Excerpts of pointing data:
┏━━
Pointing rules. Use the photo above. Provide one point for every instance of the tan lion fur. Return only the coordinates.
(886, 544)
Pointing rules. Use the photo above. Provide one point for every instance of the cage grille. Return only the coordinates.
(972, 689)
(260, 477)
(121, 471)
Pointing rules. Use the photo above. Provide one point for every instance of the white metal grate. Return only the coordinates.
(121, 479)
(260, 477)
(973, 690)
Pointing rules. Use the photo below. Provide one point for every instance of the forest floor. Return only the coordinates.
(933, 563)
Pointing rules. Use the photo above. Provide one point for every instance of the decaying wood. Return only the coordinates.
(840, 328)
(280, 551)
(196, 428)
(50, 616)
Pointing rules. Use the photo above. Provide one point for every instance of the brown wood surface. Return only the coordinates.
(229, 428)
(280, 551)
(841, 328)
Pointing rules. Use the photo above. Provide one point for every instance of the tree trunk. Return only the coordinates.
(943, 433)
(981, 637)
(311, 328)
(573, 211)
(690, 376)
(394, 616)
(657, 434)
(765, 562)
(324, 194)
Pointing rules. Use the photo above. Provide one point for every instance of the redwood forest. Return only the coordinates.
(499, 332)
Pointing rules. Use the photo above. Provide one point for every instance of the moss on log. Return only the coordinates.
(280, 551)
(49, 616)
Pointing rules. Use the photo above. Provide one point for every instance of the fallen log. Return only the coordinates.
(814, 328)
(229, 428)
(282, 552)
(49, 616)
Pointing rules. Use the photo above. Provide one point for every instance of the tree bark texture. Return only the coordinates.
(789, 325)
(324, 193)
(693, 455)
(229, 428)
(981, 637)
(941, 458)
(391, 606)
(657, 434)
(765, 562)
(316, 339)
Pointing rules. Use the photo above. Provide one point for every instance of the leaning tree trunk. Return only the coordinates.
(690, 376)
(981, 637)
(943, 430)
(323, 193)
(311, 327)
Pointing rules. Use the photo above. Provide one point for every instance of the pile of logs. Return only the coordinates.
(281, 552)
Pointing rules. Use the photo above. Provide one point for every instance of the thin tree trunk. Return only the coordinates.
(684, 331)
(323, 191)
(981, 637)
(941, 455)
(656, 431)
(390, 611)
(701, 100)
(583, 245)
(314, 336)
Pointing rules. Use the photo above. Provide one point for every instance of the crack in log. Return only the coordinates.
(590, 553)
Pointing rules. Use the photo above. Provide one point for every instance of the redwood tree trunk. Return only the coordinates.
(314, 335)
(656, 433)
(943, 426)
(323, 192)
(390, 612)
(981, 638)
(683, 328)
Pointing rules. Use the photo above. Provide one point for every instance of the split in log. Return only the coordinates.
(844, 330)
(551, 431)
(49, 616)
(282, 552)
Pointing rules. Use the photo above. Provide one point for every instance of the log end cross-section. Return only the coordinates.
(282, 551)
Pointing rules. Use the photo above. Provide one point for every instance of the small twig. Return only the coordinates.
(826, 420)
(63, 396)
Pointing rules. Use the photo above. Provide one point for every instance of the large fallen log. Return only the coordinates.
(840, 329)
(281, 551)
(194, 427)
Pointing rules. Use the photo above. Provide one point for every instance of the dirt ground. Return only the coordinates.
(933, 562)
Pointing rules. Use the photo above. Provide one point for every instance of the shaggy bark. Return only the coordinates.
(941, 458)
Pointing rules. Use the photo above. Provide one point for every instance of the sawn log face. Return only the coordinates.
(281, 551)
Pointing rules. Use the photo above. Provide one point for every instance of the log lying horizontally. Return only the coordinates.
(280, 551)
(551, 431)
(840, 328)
┗━━
* Required task *
Give back exactly the lines running from the line containing "large fallen log. Return only the coordinates." through the end of the material above, both included, and nothing beyond them.

* Reply to the exercise *
Pointing rules. Use the photo above. Provide one point for every instance of the large fallen log. Return only the coordinates.
(840, 329)
(281, 551)
(194, 427)
Pointing rules. Use the photo above. Provide one point for every instance of the dirt ground. Return only the coordinates.
(933, 562)
Pointing rules. Use the photo above. Provide one point for every instance of the shaggy bark. Return only the coordinates.
(941, 458)
Pointing rules. Use the photo above. Provide one point for every instance of the sawn log face. Return only the coordinates.
(281, 551)
Pointing rules. Use the photo above. Provide one point for every instance of the log lying horizontally. Return only the coordinates.
(280, 551)
(551, 431)
(840, 328)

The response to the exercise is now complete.